=== Passage to read ===
Step 2 – Document it

The next phase is to document what you are using today, most organizations have over 10 monitoring tools, and they typically want to buy another one. As they consider APM tools they should document what they have today, and determine a plan to consolidate and eliminate redundant tools. Having tools within silos will happen until you can fix the organizational structure.

Step 3 – Requirements

I can’t tell you how many times vendors set requirements for buyers. You can tell when vendors do this versus actually understanding the requirements the user has, and if the solution will scale and be operable by the team. Purchasing a tool which requires full time consultants on staff to keep it running is no longer feasible today, sorry to the old big ITOM vendors (formerly the big-4) but people don’t want that anymore.

Step 4 – Test it!

If you are evaluating software you MUST test it, and make sure it works in your environment. Better yet load test the software to determine if the vendors claims of overhead and visibility are in fact true. I see far too many people buy software they do not test.
Getting back to the article which prompted this post:
The author is located in Austria and I believe there is a connection to Dynatrace. Dynatraces’ R&D and technical leadership are in Austria, but this is just conjecture. The article is written with a bias, which is obvious to any reader who has used these tools. The evaluator did not test these products, or if he did he didn’t have a testing methodology.
Finally the author’s employer is new and all employees have come from Automic Software in the past year. I don’t need to explain to those who work with Automic the state of things there. http://www.glassdoor.com/Reviews/Automic-Software-Reviews-E269431.htm#
I think I’ve spent enough time on the background, here are my specific issues with the content.

=== Stored records ===
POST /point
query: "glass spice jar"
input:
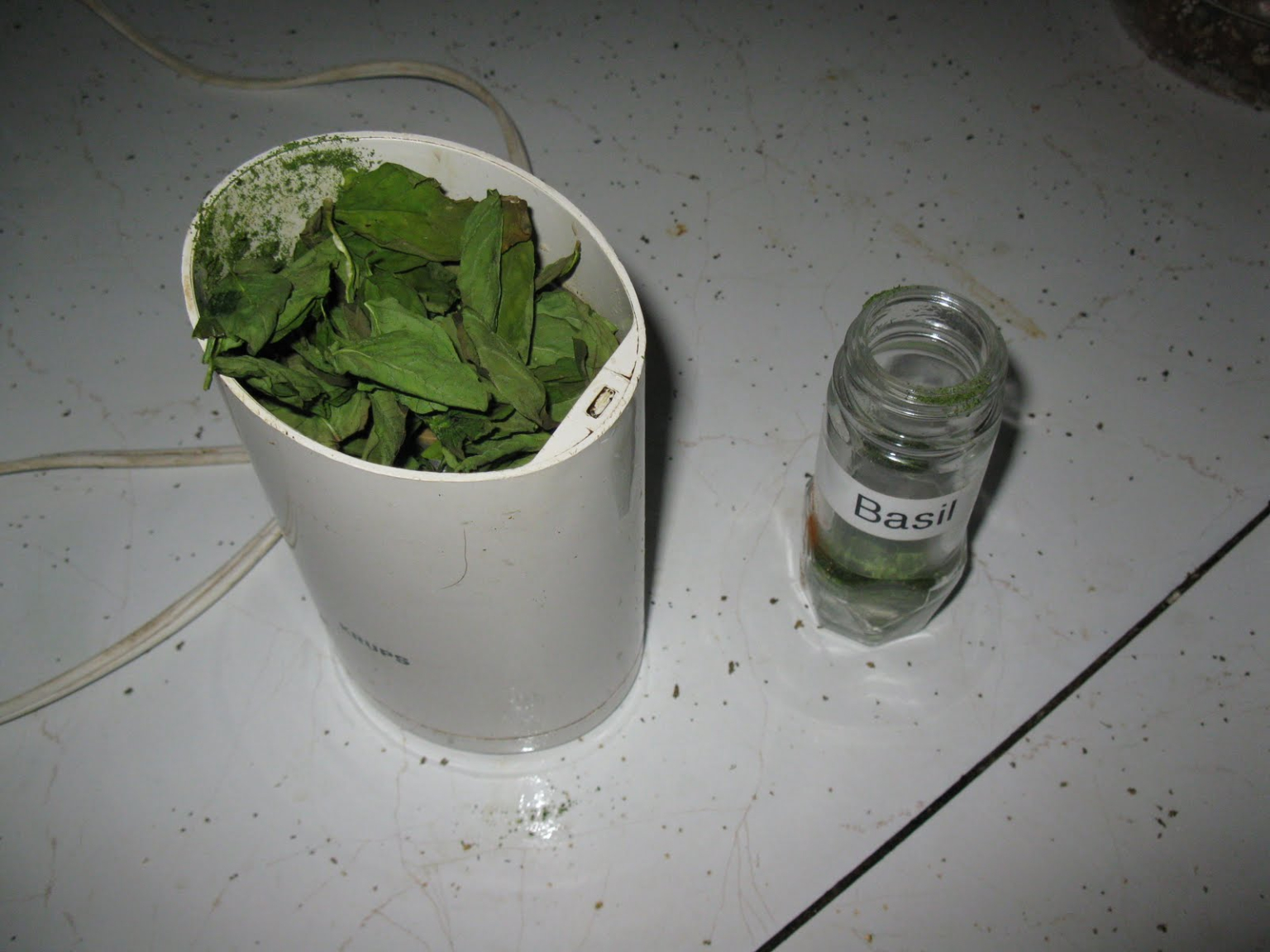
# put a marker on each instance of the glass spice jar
(911, 416)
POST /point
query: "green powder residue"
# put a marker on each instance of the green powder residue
(265, 207)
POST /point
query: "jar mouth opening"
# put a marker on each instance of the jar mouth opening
(928, 350)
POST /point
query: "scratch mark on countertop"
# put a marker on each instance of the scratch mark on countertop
(976, 288)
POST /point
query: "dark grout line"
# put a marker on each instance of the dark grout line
(1014, 738)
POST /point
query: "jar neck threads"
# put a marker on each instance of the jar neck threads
(924, 366)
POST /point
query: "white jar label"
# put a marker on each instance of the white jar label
(890, 516)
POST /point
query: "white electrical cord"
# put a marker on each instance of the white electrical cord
(375, 69)
(175, 616)
(198, 599)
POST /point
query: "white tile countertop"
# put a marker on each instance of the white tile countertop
(1072, 755)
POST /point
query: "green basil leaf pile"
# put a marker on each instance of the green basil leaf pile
(410, 329)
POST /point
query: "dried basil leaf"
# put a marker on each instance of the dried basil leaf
(421, 362)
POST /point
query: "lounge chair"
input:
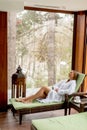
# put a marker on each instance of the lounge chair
(35, 107)
(70, 122)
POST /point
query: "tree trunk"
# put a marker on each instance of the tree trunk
(51, 49)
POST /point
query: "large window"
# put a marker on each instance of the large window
(42, 46)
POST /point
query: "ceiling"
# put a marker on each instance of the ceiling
(68, 5)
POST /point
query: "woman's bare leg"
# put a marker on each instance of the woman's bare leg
(42, 93)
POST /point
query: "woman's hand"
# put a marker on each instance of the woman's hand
(56, 89)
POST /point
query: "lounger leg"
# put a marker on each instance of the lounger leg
(20, 119)
(69, 110)
(65, 111)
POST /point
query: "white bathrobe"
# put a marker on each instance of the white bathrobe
(64, 87)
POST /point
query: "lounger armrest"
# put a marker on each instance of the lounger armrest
(67, 97)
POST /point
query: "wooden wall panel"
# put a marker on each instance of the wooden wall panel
(78, 42)
(3, 61)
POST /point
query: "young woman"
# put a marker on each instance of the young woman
(46, 94)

=== Given problem 1 ===
Copy the post on choosing monitoring tools word for word, from "The next phase" down to "the organizational structure.".
=== Given problem 2 ===
How many lines of the records contain the string "residue"? Reply with the number alone.

=== Correct output 1 ===
The next phase is to document what you are using today, most organizations have over 10 monitoring tools, and they typically want to buy another one. As they consider APM tools they should document what they have today, and determine a plan to consolidate and eliminate redundant tools. Having tools within silos will happen until you can fix the organizational structure.

=== Correct output 2 ===
2